§ **EXERCISE DESCRIPTION**: Reproduce every one of the following lines verbatim, omitting the pictures from the output.

* Start *

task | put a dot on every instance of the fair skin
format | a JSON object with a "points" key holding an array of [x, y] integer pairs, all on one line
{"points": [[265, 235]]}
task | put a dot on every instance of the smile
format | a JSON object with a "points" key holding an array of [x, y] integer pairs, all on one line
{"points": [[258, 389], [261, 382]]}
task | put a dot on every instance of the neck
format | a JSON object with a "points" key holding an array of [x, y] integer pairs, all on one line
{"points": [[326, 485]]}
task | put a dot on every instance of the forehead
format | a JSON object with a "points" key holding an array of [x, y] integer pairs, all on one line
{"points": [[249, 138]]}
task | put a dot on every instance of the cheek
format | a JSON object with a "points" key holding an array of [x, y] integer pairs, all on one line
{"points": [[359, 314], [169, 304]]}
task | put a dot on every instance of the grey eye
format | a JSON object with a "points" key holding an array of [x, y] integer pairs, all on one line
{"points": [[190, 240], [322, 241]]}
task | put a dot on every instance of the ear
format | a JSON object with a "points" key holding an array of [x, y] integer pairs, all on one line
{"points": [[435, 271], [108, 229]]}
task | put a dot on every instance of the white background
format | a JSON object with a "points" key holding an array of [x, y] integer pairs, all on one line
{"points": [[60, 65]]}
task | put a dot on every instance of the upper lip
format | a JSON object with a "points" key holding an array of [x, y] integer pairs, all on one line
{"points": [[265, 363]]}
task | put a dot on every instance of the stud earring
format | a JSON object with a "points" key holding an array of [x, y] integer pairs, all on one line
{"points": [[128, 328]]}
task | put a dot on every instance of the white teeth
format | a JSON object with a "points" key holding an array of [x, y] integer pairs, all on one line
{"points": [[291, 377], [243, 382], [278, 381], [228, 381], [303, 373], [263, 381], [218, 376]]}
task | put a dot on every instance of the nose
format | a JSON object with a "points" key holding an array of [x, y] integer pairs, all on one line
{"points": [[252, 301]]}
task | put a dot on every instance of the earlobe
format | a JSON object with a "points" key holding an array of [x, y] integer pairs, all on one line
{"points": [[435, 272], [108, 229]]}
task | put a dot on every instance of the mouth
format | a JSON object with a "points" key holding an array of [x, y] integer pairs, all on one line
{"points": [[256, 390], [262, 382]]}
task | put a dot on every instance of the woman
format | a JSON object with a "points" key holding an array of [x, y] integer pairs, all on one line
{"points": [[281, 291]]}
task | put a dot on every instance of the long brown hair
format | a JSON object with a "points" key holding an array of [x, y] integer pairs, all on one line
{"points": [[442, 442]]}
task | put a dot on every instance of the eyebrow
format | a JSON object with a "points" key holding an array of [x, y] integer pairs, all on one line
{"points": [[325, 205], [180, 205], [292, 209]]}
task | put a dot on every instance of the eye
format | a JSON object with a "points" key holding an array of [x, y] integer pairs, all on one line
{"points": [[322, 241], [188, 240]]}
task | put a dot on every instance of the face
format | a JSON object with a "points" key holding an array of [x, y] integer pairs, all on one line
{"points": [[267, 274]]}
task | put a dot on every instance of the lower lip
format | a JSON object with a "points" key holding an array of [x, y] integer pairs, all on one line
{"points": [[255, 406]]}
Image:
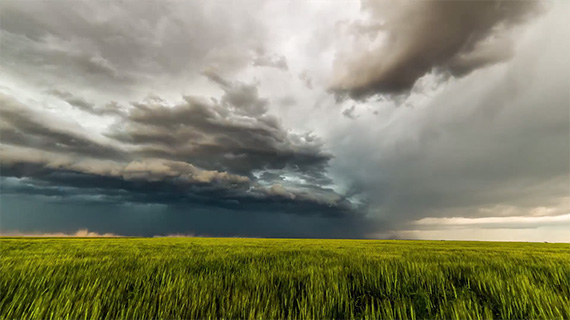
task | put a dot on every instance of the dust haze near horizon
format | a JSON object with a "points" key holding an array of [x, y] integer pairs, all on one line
{"points": [[346, 119]]}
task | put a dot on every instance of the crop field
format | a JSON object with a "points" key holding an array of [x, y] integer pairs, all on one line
{"points": [[199, 278]]}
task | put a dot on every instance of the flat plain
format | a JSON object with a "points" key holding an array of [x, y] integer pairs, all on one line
{"points": [[235, 278]]}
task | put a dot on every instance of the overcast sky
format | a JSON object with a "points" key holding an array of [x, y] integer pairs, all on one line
{"points": [[341, 119]]}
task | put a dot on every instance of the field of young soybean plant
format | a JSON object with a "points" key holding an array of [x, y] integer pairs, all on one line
{"points": [[199, 278]]}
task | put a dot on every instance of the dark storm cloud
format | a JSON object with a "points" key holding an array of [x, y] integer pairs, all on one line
{"points": [[494, 143], [454, 37], [234, 134], [158, 181], [198, 153], [21, 126]]}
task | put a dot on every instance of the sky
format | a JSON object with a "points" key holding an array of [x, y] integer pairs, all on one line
{"points": [[322, 119]]}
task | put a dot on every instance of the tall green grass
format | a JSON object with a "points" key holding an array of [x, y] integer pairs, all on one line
{"points": [[199, 278]]}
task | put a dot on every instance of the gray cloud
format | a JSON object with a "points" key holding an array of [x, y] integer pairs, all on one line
{"points": [[454, 37], [274, 61], [494, 143], [112, 108], [119, 46], [198, 153], [21, 126], [155, 118]]}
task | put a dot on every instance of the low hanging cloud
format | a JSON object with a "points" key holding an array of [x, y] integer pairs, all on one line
{"points": [[83, 233], [198, 153], [403, 41]]}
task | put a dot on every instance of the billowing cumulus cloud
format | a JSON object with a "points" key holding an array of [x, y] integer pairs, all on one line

* End *

§ **SOLUTION TO THE EXERCISE**:
task | put a dot on every instance of the fair skin
format | a JSON object with a "points" key holding an array of [x, y] integer pairs, all on one line
{"points": [[265, 235]]}
task | put a dot on every instance of the smile
format | a JSON object with a "points" key holding an array of [x, y] integer pairs, all on one line
{"points": [[258, 389], [261, 382]]}
task | put a dot on every instance of the neck
format | a JSON object with a "points" key holding an array of [x, y] integer pairs, all on one line
{"points": [[326, 485]]}
task | put a dot on every instance of the forehead
format | a JSON object with a "points" key holding an array of [x, y] integer pairs, all on one line
{"points": [[249, 138]]}
task | put a dot on every instance of the cheek
format | a JSON object with a "points" key holding an array of [x, y] integer pairs, all on one line
{"points": [[359, 314], [169, 304]]}
task | put a dot on every instance of the grey eye
format | a JSON object with a "points" key holding an array of [x, y] integer pairs, all on one line
{"points": [[190, 240], [322, 241]]}
task | put a dot on every instance of the ear
format | a JSON object with a "points" key holding an array of [x, y] integer pairs, all on one line
{"points": [[435, 271], [108, 229]]}
task | put a dot on every instance of the white background
format | a JSON object with a "points" key holding an array of [x, y] integer pairs, all on one line
{"points": [[60, 65]]}
task | put a dot on every instance of the upper lip
format | a JSON object with a "points" key holding an array of [x, y] integer pairs, all on one line
{"points": [[265, 363]]}
task | put a dot on every instance of the stud earring
format | a JSON object with a "points" key holding an array of [x, y] integer pairs, all on one line
{"points": [[128, 328]]}
task | put a dot on every instance of the white teeth
format | a JSON object with a "points" key holding an array of [x, y] integer pairs, all on one line
{"points": [[291, 377], [243, 382], [278, 381], [228, 381], [303, 373], [263, 381], [218, 376]]}
task | put a dot on every instance of the nose
format | a JSON object with a "points" key holding an array of [x, y] integer pairs, all on one line
{"points": [[252, 301]]}
task | put a dot on every instance of the earlobe
format | a JSON object with a "points" key holding an array of [x, y] integer pairs, all on one line
{"points": [[435, 272], [108, 229]]}
task | put a dot on every instance of the mouth
format | a JSON object with a "points" key holding an array of [x, y] integer pairs, all on one line
{"points": [[256, 390], [262, 382]]}
task | put a dot on every instance of the woman
format | a JSON object with a "points" key holding an array of [x, y] integer pairs, all on one line
{"points": [[281, 291]]}
task | put a dot on every instance of the long brown hair
format | a JSON object with a "points" key holding an array of [x, y] integer pairs, all on one line
{"points": [[442, 442]]}
task | put a dot on every instance of the eyebrow
format | a JSON object with a "points" key holding an array of [x, y] integer pairs, all on one line
{"points": [[325, 205], [180, 205], [292, 209]]}
task | put a dot on every instance of the eye
format | a JSON object with a "points" key holding an array of [x, y] integer pairs, all on one line
{"points": [[322, 241], [188, 240]]}
task | put a dot on every instance of the face
format | a JSON object with a "points" key holding an array of [x, y] integer pairs, all on one line
{"points": [[267, 274]]}
task | put a dot on every instance of the lower lip
format | a JSON object with a "points" key holding an array of [x, y] integer pairs, all on one line
{"points": [[255, 406]]}
Image:
task | put a dot on every instance of the dust haze near horizon
format | a JSON object with a "points" key holding an array of [x, y] integer pairs, all on one line
{"points": [[346, 119]]}
task | put a dot on every instance of the crop field
format | a JSON object with a "points" key holding an array of [x, y] integer pairs, all on one line
{"points": [[199, 278]]}
task | put a dot on every instance of the flat plain
format | a JSON object with a "points" key holding an array of [x, y] integer pairs, all on one line
{"points": [[235, 278]]}
task | put a dot on every instance of the overcast sky
format | a JSON object with a "points" key holding an array of [x, y] integer pairs, all on one line
{"points": [[341, 119]]}
task | put a dot on every instance of the field of young soybean plant
format | a JSON object with a "points" key holding an array of [x, y] integer pairs, all on one line
{"points": [[199, 278]]}
task | put a dot on every instance of the dark storm cloud
format | a JSON object with a "points" key holding an array of [x, y] integer pairs, all on one line
{"points": [[494, 143], [454, 37], [234, 134], [158, 181], [198, 153], [21, 126]]}
task | put a dot on every instance of the sky
format | a JSON object with a "points" key holding an array of [x, y] integer pairs, all on one line
{"points": [[322, 119]]}
task | put a dot on every instance of the tall green grass
format | a JSON object with a "points" key holding an array of [x, y] integer pairs, all on one line
{"points": [[199, 278]]}
task | put a dot on every instance of the gray cloud
format | a JSON object with a "points" key holding an array of [x, y] integer pairs, all on one line
{"points": [[454, 37], [274, 61], [494, 143], [112, 108], [119, 46], [198, 153], [21, 126], [155, 118]]}
task | put a dot on every instance of the low hanging cloud
format | a JSON object with a "points" key holding an array of [x, y] integer pairs, all on one line
{"points": [[83, 233], [198, 153], [403, 41]]}
task | put a dot on every instance of the billowing cumulus cloud
format | a JSON object with a "points" key holding an array of [x, y] integer pairs, all on one line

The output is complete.